*** Provided information ***

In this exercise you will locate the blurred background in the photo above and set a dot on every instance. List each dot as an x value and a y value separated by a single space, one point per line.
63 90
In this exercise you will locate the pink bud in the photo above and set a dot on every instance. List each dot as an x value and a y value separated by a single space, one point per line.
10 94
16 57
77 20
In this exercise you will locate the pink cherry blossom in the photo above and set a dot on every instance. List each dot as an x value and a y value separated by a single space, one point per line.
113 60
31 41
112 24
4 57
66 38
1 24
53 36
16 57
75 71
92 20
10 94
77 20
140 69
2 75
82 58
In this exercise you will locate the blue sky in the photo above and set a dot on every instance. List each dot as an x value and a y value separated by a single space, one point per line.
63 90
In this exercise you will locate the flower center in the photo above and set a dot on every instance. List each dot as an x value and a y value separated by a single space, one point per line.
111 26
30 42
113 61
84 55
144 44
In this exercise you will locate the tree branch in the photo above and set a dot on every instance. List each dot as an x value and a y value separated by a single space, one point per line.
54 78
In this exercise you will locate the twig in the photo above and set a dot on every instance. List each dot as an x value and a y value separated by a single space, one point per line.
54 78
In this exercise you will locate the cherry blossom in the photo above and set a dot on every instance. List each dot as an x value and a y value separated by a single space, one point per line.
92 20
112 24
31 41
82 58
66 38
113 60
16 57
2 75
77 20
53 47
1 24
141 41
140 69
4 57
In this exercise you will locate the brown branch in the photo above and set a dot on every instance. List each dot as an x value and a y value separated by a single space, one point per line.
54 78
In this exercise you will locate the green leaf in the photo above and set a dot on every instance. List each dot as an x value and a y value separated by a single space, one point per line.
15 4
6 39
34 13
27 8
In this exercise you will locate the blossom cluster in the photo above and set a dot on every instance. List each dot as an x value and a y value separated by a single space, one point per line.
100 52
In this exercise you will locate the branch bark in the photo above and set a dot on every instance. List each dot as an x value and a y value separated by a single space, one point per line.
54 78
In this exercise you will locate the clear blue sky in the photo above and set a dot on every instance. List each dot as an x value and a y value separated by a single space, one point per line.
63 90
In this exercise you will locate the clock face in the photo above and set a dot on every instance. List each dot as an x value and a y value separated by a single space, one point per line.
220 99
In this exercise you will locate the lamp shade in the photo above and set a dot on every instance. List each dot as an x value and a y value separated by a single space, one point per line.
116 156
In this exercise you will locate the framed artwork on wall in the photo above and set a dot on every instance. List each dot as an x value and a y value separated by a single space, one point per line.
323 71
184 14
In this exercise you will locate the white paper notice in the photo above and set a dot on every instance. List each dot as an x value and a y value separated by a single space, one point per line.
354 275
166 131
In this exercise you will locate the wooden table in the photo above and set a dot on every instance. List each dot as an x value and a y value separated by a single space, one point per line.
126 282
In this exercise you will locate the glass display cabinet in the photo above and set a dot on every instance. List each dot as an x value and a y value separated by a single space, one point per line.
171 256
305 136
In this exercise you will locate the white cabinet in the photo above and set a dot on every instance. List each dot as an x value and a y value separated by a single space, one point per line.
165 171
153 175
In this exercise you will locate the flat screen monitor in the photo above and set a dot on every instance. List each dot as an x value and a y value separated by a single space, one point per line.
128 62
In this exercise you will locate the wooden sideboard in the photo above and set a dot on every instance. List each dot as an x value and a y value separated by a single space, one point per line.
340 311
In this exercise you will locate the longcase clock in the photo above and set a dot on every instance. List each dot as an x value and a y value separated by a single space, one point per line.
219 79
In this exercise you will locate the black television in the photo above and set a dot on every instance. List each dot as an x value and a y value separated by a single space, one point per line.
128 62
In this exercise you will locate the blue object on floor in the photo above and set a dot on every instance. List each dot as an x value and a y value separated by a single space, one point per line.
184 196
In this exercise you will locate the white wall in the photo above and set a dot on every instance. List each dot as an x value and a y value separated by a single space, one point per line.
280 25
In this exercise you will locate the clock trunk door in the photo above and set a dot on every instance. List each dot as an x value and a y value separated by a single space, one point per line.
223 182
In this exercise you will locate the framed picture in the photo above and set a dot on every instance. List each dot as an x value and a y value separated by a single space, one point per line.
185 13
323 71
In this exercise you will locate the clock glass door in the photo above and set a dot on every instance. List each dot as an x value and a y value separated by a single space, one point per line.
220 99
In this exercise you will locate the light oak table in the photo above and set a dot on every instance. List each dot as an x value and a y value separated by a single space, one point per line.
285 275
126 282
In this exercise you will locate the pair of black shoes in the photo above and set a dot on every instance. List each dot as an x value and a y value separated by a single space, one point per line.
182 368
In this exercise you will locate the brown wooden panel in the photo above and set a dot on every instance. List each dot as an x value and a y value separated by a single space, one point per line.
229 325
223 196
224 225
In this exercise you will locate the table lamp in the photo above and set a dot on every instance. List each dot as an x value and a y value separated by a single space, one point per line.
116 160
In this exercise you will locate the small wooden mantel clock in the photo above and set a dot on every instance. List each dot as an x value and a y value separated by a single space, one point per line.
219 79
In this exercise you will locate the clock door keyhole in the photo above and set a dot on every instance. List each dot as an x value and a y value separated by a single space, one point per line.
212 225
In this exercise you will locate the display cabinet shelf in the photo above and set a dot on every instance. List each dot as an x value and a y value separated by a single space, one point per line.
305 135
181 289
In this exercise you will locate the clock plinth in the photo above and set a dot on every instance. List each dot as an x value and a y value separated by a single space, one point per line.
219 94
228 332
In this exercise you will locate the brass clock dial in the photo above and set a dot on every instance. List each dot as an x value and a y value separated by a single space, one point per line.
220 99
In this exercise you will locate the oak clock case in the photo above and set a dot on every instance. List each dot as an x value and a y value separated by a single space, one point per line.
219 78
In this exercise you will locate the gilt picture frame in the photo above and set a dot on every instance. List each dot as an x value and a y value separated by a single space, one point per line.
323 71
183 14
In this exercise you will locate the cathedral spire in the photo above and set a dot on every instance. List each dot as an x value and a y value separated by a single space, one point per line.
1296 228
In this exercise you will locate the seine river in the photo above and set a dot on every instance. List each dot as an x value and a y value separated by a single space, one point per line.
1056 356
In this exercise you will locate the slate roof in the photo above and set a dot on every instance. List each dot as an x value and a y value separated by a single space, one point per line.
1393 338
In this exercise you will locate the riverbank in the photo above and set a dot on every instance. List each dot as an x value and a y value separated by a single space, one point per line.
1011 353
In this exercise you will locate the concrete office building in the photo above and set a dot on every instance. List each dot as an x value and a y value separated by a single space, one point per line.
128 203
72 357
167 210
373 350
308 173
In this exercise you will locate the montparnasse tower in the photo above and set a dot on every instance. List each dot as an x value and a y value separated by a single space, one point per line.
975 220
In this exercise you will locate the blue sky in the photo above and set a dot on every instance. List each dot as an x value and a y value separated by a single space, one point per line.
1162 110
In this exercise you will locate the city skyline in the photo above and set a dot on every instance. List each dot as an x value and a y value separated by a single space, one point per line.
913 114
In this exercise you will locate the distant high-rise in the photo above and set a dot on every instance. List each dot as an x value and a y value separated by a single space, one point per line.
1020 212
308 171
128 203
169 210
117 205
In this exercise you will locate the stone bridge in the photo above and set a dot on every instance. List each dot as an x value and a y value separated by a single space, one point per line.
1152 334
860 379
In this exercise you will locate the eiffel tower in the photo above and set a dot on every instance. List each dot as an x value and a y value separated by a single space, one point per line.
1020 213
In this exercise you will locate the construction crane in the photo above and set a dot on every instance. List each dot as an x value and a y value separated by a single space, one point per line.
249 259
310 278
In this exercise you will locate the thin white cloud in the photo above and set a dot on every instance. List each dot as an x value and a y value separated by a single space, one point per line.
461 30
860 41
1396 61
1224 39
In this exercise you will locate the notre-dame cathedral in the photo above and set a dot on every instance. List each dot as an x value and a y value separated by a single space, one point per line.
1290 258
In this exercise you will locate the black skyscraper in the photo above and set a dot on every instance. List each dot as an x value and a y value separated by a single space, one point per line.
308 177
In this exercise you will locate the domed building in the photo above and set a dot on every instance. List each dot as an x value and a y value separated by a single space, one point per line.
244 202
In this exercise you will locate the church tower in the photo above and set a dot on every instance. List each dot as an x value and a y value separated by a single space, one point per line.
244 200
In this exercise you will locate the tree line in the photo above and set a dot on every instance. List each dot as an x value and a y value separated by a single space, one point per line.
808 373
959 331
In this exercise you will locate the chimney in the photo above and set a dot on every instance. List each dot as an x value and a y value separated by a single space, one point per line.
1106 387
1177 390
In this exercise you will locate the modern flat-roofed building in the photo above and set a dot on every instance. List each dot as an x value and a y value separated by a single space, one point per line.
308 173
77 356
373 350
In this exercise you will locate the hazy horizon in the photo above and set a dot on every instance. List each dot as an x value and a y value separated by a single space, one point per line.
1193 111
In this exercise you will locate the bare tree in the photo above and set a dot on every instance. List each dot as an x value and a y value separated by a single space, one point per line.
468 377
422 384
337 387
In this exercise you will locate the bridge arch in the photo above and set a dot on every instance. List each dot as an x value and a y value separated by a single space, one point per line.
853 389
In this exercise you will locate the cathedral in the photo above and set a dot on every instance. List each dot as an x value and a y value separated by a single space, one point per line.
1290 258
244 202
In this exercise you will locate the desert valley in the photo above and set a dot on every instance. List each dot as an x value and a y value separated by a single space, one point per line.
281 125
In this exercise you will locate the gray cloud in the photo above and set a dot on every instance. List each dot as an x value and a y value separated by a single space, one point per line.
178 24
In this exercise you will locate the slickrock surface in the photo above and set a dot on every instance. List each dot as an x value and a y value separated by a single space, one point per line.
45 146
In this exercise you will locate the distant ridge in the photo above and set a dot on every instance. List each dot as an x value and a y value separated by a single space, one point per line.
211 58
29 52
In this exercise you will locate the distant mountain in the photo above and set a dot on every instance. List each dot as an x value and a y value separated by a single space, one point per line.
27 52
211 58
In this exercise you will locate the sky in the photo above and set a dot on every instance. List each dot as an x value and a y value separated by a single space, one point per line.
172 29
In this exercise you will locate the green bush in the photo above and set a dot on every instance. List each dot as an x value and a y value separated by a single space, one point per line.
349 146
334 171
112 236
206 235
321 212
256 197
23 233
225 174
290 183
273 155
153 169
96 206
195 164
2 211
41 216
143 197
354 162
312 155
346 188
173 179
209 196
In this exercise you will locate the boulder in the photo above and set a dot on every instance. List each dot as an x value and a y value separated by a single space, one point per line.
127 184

*** End of Provided information ***

* _Work to complete_
All lines from the one containing "In this exercise you will locate the sky" to the end of the records, both ends included, should be printed exactly and on their own.

* _Answer space_
In this exercise you will locate the sky in the photo above and set a dot on every instance. List each dot as an x value and a y value separated by a single space, one point per line.
172 29
In this exercise you will locate the green bush in the photo above and set a dot on every instance. List each dot as an x value and a y value separated by a single space, one point per line.
349 146
334 171
112 236
206 235
321 212
256 197
23 233
225 174
290 183
273 155
153 169
96 206
195 164
2 211
41 216
143 197
354 162
312 155
346 188
173 179
209 196
In this exercise you will locate the boulder in the photo above and set a dot on every instance. List each dot as an x value and a y value separated by a single space, one point per line.
127 184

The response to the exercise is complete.